- **Selected passage**:
Best way to read TSV file using Apache Spark in java

Question

I have a TSV file, where the first line is the header. I want to create a JavaPairRDD from this file. Currently, I'm doing so with the following code:

TsvParser tsvParser = new TsvParser(new TsvParserSettings());
List<String[]> allRows;
List<String> headerRow;
try (BufferedReader reader = new BufferedReader(new FileReader(myFile))) {
        allRows = tsvParser.parseAll((reader));
        //Removes the header row
        headerRow = Arrays.asList(allRows.remove(0));
    }
JavaPairRDD<String, MyObject> myObjectRDD = javaSparkContext
            .parallelize(allRows)
            .mapToPair(row -> new Tuple2<>(row[0], myObjectFromArray(row)));

I was wondering if there was a way to have the javaSparkContext read and process the file directly instead of splitting the operation into two parts.

EDIT: This is not a duplicate of How do I convert csv file to rdd, because I'm looking for an answer in Java, not Scala.

Its not a duplicate, because I'm looking for an answer in Java, not Scala. — alexgbelov
– alexgbelov, Commented Aug 3, 2016 at 21:04

mark · Accepted Answer · 2016-08-04 22:14:35Z

3

use https://github.com/databricks/spark-csv

import org.apache.spark.sql.SQLContext

SQLContext sqlContext = new SQLContext(sc);
DataFrame df = sqlContext.read()
    .format("com.databricks.spark.csv")
    .option("inferSchema", "true")
    .option("header", "true")
    .option("delimiter","\t")
    .load("cars.csv");

df.select("year", "model").write()
    .format("com.databricks.spark.csv")
    .option("header", "true")
    .save("newcars.csv");

answered Aug 4, 2016 at 22:14

mark

1549 bronze badges

Sign up to request clarification or add additional context in comments.

4 Comments

alexgbelov Over a year ago

I looked into it, and I don't like that there's no simple way to convert a Dataframe to a JavaRDD of custom objects. You have to parse each row manually.

mark Over a year ago

I'm curious why you would want an RDD over a dataframe in the instance of unique objects requirement. @alexgbelov

alexgbelov Over a year ago

The rest of my logic uses RDD's; I just needed a way to read in the data as cleanly as possible.

Haha TTpro Over a year ago

spark 2x implement the function. You don't need spark-csv anymore

abaghel · Accepted Answer · 2016-08-04 14:58:43Z

1

Try below code to read CSV file and create JavaPairRDD.

- **Tasks for this exercise**:
1) In the Spark TSV thread, why does the asker say the question is not a duplicate of the CSV-to-RDD one?
2) Summarize the Spark TSV thread in two sentences.
3) Write the next part of the Spark TSV thread, starting after its final line.
The stored items aren't needed here.

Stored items
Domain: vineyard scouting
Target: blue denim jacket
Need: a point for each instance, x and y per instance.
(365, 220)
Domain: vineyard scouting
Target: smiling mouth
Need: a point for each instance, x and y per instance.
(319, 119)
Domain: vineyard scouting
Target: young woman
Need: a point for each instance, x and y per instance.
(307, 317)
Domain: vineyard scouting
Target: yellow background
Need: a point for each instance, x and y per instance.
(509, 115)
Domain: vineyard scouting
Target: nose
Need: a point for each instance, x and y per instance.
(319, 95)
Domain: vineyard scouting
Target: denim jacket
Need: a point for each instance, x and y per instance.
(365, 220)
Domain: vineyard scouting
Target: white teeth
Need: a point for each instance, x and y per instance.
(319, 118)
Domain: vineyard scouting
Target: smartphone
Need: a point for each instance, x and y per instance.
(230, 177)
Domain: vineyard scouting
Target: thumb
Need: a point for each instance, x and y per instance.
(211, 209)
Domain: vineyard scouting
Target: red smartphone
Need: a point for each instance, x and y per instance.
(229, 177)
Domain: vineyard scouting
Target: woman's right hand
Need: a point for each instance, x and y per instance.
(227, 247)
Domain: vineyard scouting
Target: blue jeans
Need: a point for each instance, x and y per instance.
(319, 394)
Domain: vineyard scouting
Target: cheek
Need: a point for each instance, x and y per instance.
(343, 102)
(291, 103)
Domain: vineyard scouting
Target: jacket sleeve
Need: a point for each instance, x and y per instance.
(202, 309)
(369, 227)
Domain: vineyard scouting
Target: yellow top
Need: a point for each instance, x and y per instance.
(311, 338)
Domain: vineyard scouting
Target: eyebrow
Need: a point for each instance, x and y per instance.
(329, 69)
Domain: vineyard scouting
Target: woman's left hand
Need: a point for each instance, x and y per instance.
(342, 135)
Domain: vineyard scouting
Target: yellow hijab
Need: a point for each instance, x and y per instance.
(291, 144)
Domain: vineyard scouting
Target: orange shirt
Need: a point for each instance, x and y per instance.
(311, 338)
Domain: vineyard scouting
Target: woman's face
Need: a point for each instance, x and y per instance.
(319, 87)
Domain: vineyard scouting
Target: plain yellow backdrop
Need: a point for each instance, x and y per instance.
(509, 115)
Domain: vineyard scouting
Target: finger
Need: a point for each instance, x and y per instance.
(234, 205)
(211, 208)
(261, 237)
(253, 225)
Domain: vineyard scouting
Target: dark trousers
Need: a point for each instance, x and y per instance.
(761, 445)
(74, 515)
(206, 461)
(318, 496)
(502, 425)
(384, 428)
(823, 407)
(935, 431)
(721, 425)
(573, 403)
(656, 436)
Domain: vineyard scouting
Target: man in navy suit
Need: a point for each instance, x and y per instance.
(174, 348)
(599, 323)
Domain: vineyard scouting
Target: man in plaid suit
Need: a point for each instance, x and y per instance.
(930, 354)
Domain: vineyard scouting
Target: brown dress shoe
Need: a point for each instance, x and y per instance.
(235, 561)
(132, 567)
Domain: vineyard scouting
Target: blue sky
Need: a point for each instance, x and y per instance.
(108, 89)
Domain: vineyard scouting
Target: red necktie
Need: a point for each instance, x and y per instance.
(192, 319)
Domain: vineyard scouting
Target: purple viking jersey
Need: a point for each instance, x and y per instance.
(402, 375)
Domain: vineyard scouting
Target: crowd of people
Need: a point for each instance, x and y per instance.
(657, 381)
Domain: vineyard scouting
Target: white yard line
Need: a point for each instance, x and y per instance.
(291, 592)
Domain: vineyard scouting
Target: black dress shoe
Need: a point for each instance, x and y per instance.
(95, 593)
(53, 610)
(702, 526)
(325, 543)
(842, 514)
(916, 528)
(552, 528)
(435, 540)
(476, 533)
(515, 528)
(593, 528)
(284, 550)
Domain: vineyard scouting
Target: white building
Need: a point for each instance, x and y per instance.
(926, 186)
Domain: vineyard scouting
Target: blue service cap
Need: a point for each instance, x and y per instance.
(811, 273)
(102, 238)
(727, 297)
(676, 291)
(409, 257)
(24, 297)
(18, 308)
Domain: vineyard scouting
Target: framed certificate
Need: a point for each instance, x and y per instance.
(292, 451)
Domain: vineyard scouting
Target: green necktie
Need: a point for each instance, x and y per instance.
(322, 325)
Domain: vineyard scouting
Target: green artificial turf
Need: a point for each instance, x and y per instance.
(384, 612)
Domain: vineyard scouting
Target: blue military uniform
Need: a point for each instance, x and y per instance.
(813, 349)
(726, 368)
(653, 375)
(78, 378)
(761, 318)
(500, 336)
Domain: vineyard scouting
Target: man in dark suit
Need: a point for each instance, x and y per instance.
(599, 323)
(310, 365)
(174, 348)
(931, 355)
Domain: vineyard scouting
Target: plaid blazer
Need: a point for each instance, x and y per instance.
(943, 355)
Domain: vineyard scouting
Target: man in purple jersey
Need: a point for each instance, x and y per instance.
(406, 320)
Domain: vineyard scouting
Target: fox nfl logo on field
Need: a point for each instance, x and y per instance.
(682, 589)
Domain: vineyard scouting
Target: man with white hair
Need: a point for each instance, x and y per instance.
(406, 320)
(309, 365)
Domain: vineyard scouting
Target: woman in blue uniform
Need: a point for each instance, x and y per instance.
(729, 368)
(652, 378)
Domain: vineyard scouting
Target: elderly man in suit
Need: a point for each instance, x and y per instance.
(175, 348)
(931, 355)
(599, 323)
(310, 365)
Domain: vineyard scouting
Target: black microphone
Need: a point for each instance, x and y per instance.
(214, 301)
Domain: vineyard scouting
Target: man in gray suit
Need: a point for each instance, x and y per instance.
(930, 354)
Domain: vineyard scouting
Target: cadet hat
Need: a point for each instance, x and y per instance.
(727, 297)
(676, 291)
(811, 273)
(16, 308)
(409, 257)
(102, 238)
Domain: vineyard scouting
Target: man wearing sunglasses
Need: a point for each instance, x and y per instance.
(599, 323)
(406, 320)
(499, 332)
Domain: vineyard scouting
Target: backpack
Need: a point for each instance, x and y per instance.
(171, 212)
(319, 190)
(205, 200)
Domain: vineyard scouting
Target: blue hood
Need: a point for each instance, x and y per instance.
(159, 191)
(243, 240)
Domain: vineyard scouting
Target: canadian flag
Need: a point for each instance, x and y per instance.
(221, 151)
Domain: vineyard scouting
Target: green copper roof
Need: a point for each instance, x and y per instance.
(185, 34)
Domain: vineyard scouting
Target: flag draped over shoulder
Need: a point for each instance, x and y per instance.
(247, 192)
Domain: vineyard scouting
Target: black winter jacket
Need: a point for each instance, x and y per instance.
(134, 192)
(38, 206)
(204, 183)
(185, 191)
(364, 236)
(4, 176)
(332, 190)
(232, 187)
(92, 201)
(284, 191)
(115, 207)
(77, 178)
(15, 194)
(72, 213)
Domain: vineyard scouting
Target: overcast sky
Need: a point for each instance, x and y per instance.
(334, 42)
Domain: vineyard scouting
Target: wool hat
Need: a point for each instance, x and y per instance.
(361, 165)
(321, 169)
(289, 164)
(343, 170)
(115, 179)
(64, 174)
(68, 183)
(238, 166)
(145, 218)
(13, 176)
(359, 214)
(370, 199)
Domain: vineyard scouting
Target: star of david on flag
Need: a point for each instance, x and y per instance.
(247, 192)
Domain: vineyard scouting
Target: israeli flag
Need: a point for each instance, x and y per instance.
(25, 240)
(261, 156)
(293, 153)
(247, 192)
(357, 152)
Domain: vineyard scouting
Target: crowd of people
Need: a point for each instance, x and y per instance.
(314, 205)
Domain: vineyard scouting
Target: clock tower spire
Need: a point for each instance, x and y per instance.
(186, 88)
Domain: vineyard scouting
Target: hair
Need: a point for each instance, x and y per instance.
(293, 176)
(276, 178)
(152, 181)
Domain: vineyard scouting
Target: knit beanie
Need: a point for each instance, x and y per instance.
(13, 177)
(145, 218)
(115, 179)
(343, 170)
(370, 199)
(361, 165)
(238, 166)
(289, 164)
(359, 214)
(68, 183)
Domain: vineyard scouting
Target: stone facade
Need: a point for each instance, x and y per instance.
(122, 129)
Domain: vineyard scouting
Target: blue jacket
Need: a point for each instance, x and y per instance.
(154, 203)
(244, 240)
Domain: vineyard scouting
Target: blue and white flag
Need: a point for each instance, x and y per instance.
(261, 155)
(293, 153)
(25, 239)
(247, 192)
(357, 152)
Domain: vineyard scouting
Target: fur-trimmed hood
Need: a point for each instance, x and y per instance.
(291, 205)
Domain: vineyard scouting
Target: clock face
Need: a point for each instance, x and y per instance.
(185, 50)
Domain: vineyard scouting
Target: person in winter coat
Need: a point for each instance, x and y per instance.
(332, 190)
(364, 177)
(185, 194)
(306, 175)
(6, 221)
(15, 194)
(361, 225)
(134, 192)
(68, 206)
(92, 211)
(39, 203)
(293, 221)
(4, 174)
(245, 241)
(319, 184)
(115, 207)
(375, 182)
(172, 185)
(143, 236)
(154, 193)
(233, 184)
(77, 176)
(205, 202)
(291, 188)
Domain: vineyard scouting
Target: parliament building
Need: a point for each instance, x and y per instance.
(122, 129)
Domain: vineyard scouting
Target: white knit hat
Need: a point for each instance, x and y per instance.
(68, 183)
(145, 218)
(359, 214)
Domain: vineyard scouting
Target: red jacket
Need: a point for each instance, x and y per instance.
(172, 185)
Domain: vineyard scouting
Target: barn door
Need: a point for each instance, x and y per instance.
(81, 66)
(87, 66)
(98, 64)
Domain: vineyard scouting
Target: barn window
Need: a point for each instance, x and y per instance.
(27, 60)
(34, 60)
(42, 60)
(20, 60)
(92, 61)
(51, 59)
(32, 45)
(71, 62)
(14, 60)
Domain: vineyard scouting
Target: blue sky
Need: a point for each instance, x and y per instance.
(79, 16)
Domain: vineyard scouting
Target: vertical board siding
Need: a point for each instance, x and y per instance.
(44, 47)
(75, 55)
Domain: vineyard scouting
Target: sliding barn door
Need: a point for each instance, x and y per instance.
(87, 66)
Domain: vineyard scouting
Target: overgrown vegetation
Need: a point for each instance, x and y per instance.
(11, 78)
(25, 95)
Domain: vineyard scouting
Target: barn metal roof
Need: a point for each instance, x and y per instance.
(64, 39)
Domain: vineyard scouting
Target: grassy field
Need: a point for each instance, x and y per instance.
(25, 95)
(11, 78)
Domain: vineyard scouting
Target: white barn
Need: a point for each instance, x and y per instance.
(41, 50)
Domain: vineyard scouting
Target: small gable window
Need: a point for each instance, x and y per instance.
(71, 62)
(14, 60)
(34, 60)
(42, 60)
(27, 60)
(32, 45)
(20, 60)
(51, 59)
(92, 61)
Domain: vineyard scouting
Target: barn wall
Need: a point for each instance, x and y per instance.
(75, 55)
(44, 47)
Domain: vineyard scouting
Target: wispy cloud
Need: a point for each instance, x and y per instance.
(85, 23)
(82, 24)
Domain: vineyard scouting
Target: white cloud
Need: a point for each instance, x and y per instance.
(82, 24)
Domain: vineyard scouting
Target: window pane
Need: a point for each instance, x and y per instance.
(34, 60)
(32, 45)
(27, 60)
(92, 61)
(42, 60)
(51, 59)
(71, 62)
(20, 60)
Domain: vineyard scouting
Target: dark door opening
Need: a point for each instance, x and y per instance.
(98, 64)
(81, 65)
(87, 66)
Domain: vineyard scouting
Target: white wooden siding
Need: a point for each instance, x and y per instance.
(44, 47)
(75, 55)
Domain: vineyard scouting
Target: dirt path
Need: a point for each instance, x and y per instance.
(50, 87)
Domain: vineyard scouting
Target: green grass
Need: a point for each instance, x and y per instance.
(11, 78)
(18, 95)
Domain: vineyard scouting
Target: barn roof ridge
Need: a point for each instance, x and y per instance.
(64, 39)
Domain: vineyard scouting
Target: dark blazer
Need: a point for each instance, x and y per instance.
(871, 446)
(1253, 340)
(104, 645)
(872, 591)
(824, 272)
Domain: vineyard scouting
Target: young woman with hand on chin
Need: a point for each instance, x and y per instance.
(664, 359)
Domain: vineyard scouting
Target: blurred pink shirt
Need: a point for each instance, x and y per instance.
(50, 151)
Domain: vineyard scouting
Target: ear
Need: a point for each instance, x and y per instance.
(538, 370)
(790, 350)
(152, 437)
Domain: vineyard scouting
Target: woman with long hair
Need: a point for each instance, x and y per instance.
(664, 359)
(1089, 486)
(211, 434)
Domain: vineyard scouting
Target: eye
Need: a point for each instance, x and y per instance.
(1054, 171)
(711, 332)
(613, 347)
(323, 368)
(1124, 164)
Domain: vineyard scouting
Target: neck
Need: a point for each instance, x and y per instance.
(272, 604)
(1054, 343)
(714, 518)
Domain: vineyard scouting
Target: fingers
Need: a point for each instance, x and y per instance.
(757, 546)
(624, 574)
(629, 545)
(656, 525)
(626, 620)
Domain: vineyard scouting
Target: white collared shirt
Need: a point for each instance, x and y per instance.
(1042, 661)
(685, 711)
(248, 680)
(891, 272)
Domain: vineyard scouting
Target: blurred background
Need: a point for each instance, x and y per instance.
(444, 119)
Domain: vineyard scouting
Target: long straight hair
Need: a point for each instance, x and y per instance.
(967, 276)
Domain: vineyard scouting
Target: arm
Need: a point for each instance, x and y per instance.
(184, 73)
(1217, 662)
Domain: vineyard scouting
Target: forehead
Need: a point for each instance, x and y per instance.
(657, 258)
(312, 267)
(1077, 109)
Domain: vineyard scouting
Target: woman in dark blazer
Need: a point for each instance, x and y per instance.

- **Responses by task**:
1) The asker wants an answer in Java, not Scala.

2) The asker parses a TSV file that has a header row with TsvParser and then parallelizes the rows into a JavaPairRDD, but wants the javaSparkContext to read and process the file directly in Java. An answer recommends the spark-csv package with header and tab-delimiter options to load a DataFrame, and the comments note that the asker's other logic uses RDDs and that Spark 2.x no longer needs spark-csv.

3)
public class SparkCSVReader {

public static void main(String[] args) {

    SparkConf conf = new SparkConf().setAppName("CSV Reader");
    JavaSparkContext sc = new JavaSparkContext(conf);
    JavaRDD<String> allRows = sc.textFile("c:\\temp\\test.csv");//read csv file
    String header = allRows.first();//take out header
    JavaRDD<String> filteredRows = allRows.filter(row -> !row.equals(header));//filter header
    JavaPairRDD<String, MyCSVFile> filteredRowsPairRDD = filteredRows.mapToPair(parseCSVFile);//create pair
    filteredRowsPairRDD.foreach(data -> {
        System.out.println(data._1() + " ### " + data._2().toString());// print row and object
    });
    sc.stop();
    sc.close();
}

private static PairFunction<String, String, MyCSVFile> parseCSVFile = (row) -> {
    String[] fields = row.split(",");
    return new Tuple2<String, MyCSVFile>(row, new MyCSVFile(fields[0], fields[1], fields[2]));
};

}

You can also use Databricks spark-csv (https://github.com/databricks/spark-csv). spark-csv is also included in Spark 2.0.0.

answered Aug 4, 2016 at 14:58

abaghel

15.4k2 gold badges56 silver badges69 bronze badges

1 Comment

alexgbelov Over a year ago

Thank you. I looked into Databricks spark-csv, but I didn't like it since you'd have to manually parse each row, which I'm already doing anyway.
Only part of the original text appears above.